* **GIVEN PROBLEM**: Copy out the records word for word, from the very first line through the line containing "1, 640, 333]]", keeping both ends.

+++ MATERIAL SHOWN +++

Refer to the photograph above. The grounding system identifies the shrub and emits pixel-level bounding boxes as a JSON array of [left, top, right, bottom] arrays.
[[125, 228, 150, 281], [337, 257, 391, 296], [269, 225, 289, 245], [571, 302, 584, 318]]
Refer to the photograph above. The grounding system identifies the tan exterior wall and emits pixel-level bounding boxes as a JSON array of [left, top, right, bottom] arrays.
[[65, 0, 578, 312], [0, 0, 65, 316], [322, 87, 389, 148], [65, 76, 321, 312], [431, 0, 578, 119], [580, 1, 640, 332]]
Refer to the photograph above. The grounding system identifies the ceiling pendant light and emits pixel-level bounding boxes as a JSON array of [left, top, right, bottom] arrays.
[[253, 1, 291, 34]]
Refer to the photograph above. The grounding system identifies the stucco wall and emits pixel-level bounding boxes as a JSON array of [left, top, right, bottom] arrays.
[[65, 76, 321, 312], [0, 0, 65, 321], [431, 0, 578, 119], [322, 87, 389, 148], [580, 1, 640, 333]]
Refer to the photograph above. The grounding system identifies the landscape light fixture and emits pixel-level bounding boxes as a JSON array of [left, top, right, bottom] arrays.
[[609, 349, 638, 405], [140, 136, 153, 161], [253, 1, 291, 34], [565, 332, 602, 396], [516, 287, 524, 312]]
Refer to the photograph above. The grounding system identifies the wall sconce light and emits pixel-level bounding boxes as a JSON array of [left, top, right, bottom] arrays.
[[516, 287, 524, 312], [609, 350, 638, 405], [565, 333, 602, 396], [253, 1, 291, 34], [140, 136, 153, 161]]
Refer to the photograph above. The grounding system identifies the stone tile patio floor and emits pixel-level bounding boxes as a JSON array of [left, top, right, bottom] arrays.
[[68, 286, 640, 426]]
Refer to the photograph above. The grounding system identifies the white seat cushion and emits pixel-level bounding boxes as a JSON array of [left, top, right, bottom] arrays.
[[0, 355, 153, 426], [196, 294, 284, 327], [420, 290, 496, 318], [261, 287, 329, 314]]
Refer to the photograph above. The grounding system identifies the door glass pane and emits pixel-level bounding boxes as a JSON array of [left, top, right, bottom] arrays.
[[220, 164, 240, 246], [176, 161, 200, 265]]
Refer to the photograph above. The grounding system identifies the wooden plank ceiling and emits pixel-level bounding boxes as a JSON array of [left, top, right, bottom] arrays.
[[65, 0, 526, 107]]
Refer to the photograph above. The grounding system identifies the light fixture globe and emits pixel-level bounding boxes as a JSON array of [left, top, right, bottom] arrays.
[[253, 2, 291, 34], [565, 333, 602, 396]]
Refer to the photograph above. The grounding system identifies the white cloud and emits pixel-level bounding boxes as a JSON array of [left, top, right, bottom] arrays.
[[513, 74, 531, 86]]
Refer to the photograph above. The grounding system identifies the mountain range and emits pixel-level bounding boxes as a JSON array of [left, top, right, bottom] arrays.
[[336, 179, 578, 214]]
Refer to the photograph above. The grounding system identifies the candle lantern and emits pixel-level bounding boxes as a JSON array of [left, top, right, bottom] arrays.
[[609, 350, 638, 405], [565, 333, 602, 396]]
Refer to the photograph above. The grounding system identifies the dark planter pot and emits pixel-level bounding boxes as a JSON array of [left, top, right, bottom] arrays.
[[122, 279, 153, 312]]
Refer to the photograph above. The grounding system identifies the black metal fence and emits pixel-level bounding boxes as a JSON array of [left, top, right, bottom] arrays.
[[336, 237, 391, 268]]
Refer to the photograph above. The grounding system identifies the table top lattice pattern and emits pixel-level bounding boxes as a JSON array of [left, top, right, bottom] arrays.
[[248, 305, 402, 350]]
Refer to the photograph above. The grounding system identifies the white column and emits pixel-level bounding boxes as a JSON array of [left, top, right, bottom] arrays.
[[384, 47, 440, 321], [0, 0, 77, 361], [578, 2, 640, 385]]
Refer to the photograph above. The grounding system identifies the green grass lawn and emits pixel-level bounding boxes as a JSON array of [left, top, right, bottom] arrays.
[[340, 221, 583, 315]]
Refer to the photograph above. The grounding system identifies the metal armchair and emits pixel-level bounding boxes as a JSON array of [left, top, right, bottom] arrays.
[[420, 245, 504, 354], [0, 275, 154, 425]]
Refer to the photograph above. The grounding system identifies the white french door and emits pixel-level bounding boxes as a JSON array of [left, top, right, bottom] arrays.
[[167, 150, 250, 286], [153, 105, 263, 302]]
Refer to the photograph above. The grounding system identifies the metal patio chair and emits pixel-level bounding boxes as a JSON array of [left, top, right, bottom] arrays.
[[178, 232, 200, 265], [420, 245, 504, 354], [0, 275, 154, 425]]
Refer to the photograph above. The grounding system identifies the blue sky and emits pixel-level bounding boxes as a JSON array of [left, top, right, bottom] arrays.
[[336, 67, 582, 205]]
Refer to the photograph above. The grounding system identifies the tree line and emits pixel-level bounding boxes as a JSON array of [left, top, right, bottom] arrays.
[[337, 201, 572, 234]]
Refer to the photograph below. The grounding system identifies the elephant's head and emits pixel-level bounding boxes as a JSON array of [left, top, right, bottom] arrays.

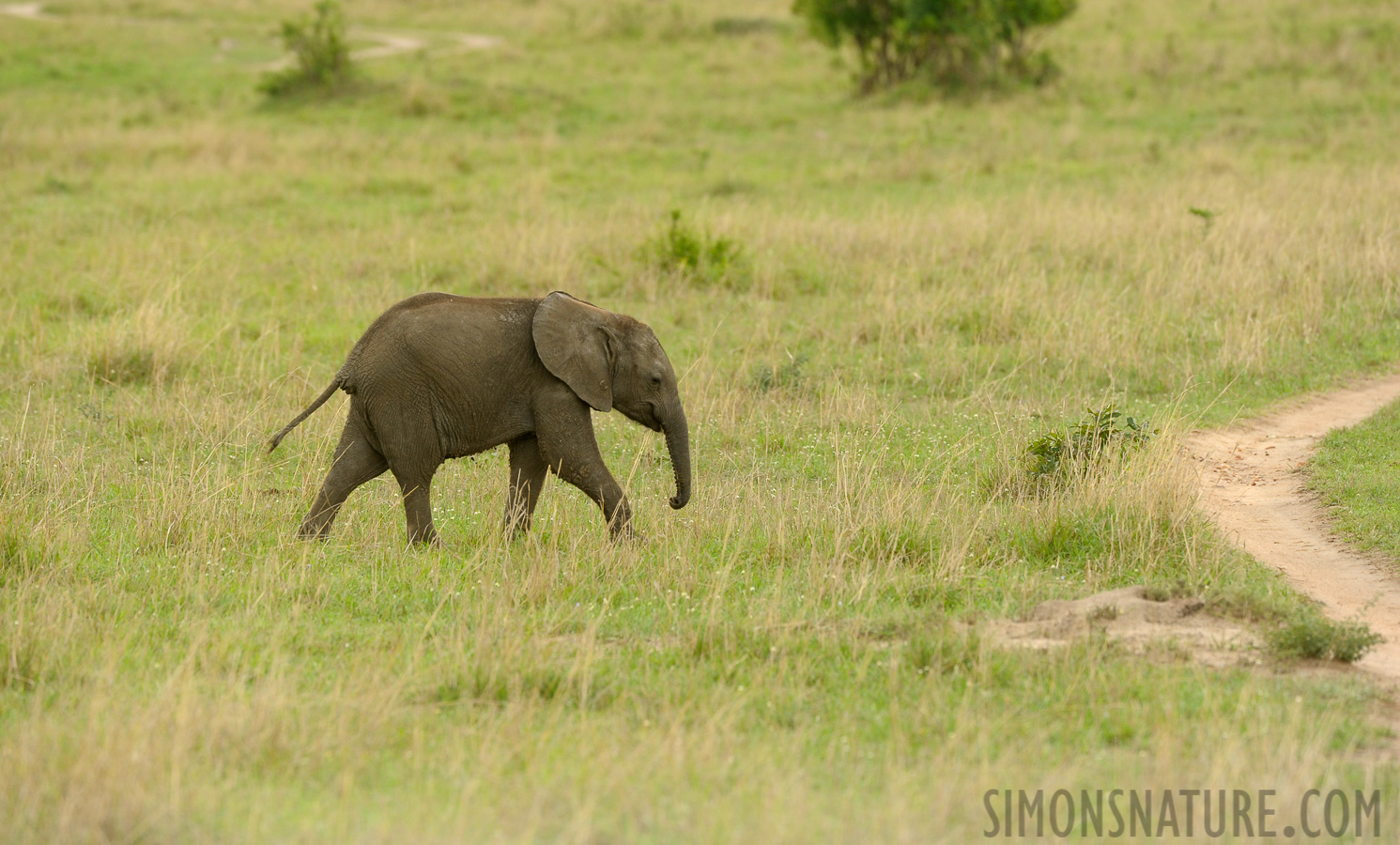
[[532, 291, 690, 508]]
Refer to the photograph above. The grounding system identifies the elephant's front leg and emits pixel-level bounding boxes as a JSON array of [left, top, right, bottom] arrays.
[[505, 434, 548, 539], [536, 417, 633, 540]]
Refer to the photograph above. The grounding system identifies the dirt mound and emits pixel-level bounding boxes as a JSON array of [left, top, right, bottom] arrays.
[[1186, 375, 1400, 680], [989, 586, 1260, 666]]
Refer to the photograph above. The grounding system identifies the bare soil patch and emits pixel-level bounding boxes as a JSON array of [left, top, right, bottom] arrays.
[[992, 375, 1400, 683], [992, 586, 1260, 666], [1186, 375, 1400, 680]]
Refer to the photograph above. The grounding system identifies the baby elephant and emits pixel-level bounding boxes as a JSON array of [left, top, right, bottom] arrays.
[[268, 291, 690, 543]]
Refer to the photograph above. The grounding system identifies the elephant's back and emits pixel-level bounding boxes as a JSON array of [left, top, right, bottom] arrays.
[[342, 291, 541, 392]]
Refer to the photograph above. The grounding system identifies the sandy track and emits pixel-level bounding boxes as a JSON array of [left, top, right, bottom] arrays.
[[1186, 375, 1400, 680]]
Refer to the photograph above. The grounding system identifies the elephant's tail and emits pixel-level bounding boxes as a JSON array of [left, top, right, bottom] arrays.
[[268, 375, 342, 452]]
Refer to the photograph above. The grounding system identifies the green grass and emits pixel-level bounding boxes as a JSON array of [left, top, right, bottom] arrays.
[[0, 0, 1400, 842], [1308, 405, 1400, 560]]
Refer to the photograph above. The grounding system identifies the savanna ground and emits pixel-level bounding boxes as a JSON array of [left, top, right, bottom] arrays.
[[0, 0, 1400, 842]]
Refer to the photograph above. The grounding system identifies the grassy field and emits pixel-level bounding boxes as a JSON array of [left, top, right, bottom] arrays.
[[0, 0, 1400, 842]]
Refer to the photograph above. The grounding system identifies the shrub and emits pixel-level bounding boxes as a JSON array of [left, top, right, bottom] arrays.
[[639, 210, 749, 286], [1026, 405, 1157, 479], [793, 0, 1077, 92], [257, 0, 351, 97], [1267, 613, 1385, 663]]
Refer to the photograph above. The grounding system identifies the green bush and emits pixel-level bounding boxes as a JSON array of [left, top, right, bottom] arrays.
[[792, 0, 1077, 92], [259, 0, 351, 97], [1267, 613, 1385, 663], [1026, 405, 1157, 479], [639, 210, 749, 288]]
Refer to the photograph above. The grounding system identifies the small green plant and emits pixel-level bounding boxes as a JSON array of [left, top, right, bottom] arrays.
[[1026, 405, 1158, 479], [1266, 611, 1385, 663], [1187, 206, 1220, 232], [639, 208, 749, 288], [257, 0, 351, 97], [792, 0, 1077, 94]]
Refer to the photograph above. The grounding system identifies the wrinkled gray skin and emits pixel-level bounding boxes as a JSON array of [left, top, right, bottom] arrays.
[[269, 291, 690, 543]]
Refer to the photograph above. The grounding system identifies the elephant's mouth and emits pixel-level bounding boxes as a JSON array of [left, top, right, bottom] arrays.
[[634, 403, 667, 432]]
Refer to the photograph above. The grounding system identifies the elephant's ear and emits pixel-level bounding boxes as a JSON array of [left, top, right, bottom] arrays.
[[531, 291, 613, 411]]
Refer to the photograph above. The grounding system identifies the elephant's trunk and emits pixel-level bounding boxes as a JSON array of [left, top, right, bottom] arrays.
[[662, 400, 690, 511]]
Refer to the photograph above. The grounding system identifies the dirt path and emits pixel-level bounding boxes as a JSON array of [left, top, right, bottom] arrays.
[[0, 3, 501, 62], [1186, 375, 1400, 680]]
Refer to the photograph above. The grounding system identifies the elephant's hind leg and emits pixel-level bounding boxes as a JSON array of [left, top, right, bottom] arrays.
[[300, 417, 389, 537], [391, 465, 442, 545], [505, 435, 548, 539]]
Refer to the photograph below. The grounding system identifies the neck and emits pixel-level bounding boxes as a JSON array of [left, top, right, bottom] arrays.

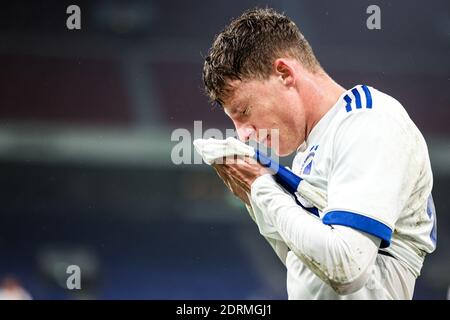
[[303, 71, 346, 140]]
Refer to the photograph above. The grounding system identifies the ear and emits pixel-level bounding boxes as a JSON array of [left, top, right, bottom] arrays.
[[273, 58, 295, 86]]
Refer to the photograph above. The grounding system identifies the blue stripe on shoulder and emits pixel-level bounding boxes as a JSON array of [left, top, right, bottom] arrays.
[[361, 85, 372, 109]]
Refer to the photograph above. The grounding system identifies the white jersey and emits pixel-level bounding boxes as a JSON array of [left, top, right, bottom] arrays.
[[286, 85, 436, 298], [249, 85, 436, 299]]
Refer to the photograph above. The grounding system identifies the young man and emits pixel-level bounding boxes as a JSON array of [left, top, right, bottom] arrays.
[[203, 9, 436, 299]]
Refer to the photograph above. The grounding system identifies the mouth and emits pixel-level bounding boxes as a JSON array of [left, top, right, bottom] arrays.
[[259, 135, 272, 148]]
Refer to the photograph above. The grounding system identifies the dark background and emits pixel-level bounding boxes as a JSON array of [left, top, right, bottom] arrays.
[[0, 0, 450, 299]]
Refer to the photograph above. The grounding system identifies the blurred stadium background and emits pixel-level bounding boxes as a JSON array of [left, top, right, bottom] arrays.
[[0, 0, 450, 299]]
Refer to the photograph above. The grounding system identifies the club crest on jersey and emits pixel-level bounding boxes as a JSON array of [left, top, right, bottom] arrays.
[[300, 145, 319, 175]]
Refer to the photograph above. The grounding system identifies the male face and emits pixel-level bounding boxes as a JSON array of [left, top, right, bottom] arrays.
[[223, 74, 305, 156]]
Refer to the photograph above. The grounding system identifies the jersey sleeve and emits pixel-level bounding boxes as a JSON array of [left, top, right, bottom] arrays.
[[322, 110, 412, 248]]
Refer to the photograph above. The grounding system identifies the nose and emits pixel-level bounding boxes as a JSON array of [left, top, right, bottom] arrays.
[[236, 124, 255, 142]]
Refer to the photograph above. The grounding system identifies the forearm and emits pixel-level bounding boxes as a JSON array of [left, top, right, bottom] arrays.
[[245, 205, 289, 265], [251, 175, 379, 294]]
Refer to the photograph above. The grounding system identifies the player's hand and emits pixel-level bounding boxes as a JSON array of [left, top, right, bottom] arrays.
[[213, 158, 269, 205]]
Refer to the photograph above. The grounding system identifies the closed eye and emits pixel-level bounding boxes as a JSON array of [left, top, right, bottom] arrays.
[[241, 107, 250, 116]]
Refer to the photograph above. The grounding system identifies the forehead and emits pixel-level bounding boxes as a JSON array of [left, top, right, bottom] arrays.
[[223, 80, 262, 109]]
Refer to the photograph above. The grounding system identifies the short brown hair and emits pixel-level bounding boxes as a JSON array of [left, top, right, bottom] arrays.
[[203, 8, 321, 104]]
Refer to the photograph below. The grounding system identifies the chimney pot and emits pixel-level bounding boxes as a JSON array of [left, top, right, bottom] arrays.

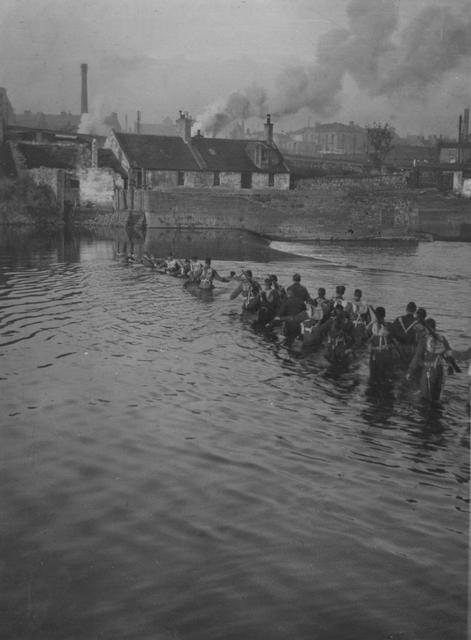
[[80, 62, 88, 113]]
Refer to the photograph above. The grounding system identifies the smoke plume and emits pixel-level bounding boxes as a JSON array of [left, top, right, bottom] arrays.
[[201, 0, 471, 135], [194, 84, 267, 136]]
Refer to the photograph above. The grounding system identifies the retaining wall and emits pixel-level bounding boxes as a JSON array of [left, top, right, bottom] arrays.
[[136, 181, 418, 240]]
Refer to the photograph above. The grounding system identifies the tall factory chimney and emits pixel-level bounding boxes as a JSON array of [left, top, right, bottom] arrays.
[[264, 113, 273, 145], [462, 107, 469, 142], [80, 62, 88, 113]]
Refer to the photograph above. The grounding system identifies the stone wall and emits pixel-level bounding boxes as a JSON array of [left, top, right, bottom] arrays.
[[28, 167, 64, 211], [139, 189, 417, 240], [77, 167, 123, 209], [145, 171, 289, 191]]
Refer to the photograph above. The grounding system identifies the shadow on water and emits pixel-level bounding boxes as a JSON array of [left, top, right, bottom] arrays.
[[117, 229, 308, 262]]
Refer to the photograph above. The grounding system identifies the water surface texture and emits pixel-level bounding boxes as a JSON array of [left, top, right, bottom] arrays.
[[0, 231, 471, 640]]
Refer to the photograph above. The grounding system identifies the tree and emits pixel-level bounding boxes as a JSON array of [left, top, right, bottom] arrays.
[[366, 122, 395, 169]]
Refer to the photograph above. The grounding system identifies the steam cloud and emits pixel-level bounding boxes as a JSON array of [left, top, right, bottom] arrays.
[[194, 84, 267, 136], [200, 0, 471, 135]]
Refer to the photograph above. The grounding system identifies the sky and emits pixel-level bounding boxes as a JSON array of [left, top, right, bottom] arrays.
[[0, 0, 471, 135]]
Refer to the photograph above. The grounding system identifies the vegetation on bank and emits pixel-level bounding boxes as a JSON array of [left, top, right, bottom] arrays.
[[0, 176, 62, 226]]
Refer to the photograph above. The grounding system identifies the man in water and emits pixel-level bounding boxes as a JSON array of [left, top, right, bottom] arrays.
[[323, 303, 354, 360], [273, 287, 307, 339], [189, 256, 203, 282], [230, 269, 260, 311], [200, 258, 229, 289], [286, 273, 311, 302], [367, 307, 395, 378], [391, 302, 417, 362], [349, 289, 371, 346], [332, 284, 351, 313]]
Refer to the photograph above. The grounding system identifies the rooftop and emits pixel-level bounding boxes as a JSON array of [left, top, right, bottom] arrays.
[[115, 132, 199, 171]]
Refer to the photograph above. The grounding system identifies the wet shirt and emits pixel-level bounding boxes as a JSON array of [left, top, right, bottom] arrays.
[[288, 282, 311, 302], [392, 313, 417, 344]]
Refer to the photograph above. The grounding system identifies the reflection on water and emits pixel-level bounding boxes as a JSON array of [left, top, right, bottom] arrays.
[[0, 230, 470, 640]]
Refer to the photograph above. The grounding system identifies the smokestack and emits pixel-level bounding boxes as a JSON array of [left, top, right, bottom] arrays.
[[264, 113, 273, 145], [175, 110, 193, 142], [80, 63, 88, 113], [462, 107, 469, 142]]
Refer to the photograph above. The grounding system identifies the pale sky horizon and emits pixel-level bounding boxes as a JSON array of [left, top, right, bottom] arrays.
[[0, 0, 471, 135]]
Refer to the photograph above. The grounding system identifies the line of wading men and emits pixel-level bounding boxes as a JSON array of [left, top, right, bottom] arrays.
[[231, 270, 471, 400], [144, 255, 471, 400]]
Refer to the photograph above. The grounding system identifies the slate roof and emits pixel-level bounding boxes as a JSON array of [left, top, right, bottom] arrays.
[[0, 144, 16, 178], [98, 149, 127, 177], [15, 111, 81, 133], [115, 133, 200, 171], [191, 136, 288, 173], [139, 122, 178, 136], [18, 142, 80, 169]]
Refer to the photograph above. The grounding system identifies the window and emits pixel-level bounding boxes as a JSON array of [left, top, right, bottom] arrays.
[[240, 171, 252, 189]]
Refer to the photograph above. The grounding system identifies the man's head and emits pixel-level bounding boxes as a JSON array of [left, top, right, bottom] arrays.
[[415, 307, 427, 322], [375, 307, 386, 322]]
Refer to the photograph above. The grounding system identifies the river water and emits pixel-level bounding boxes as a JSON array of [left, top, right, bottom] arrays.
[[0, 230, 471, 640]]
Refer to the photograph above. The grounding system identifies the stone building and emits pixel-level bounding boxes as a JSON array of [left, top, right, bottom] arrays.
[[289, 122, 366, 156], [105, 112, 290, 190], [8, 140, 125, 210]]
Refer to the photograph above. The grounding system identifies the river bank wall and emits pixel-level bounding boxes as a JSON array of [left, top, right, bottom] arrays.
[[134, 179, 418, 241]]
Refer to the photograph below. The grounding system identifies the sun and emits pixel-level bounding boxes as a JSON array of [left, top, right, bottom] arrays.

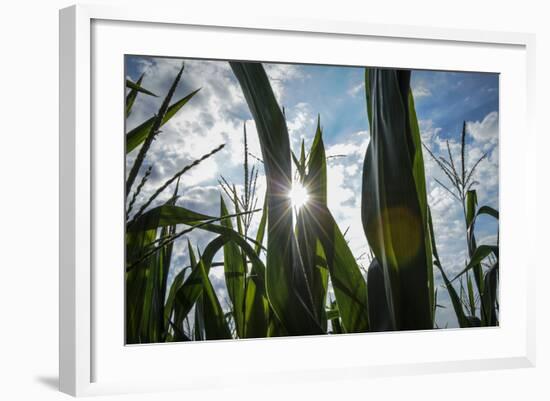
[[288, 182, 309, 209]]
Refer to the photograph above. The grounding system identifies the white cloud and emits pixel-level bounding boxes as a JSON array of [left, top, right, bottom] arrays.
[[348, 81, 365, 96], [412, 85, 432, 99], [468, 111, 498, 144]]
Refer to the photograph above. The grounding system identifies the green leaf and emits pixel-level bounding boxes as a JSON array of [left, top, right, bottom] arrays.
[[296, 120, 328, 331], [126, 64, 184, 196], [408, 90, 435, 322], [428, 209, 470, 327], [361, 69, 433, 330], [126, 89, 200, 154], [298, 125, 369, 333], [367, 258, 392, 331], [466, 274, 476, 316], [230, 62, 323, 335], [481, 262, 499, 326], [220, 196, 246, 338], [126, 229, 156, 344], [126, 74, 158, 97], [198, 252, 232, 340], [466, 190, 477, 227], [451, 245, 498, 281]]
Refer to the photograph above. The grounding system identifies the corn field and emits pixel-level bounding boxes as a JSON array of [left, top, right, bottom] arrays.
[[124, 61, 499, 344]]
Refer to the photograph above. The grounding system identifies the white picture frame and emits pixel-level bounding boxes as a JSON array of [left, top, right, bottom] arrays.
[[59, 5, 536, 396]]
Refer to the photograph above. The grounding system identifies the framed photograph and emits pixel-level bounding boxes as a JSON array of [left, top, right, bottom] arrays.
[[60, 6, 536, 395]]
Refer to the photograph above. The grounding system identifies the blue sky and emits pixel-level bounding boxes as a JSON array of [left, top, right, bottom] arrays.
[[126, 56, 499, 327]]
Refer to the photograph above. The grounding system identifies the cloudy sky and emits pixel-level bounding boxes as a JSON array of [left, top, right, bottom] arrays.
[[126, 56, 499, 327]]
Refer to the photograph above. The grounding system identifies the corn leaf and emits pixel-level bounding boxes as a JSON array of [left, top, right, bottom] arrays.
[[126, 89, 200, 154], [220, 196, 246, 338], [367, 258, 392, 331], [361, 69, 433, 330], [230, 62, 323, 335], [198, 258, 232, 340]]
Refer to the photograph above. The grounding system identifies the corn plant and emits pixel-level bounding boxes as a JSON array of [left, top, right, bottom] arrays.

+++

* **TASK SOLUTION**:
Refer to the photograph above. The grounding system identifies the shrub and emits pixel-level bounding boxes as a JSON array of [left, top, right, bottom] arrays.
[[125, 228, 150, 281], [337, 257, 391, 296], [269, 225, 289, 245], [571, 302, 584, 318]]
Refer to the photograph above. The grounding system identifies the tan exterior wall and emits pixel-level bounding boxes as a JSON array of [left, top, right, bottom] arrays.
[[65, 0, 578, 312], [0, 0, 65, 316], [322, 87, 389, 148], [65, 76, 321, 312], [431, 0, 578, 119], [580, 1, 640, 332]]
Refer to the photograph above. The grounding system identifies the ceiling pendant light and emits pixel-level bounding boxes as a JSON array of [left, top, right, bottom] arrays.
[[253, 1, 291, 34]]
Refer to the photograph above. The grounding system identifies the stucco wall and emits pixel-level bounding boxes as a JSON array of [left, top, right, bottom] arrays.
[[65, 76, 321, 312], [0, 0, 65, 321], [431, 0, 578, 119], [322, 87, 389, 148], [580, 1, 640, 333]]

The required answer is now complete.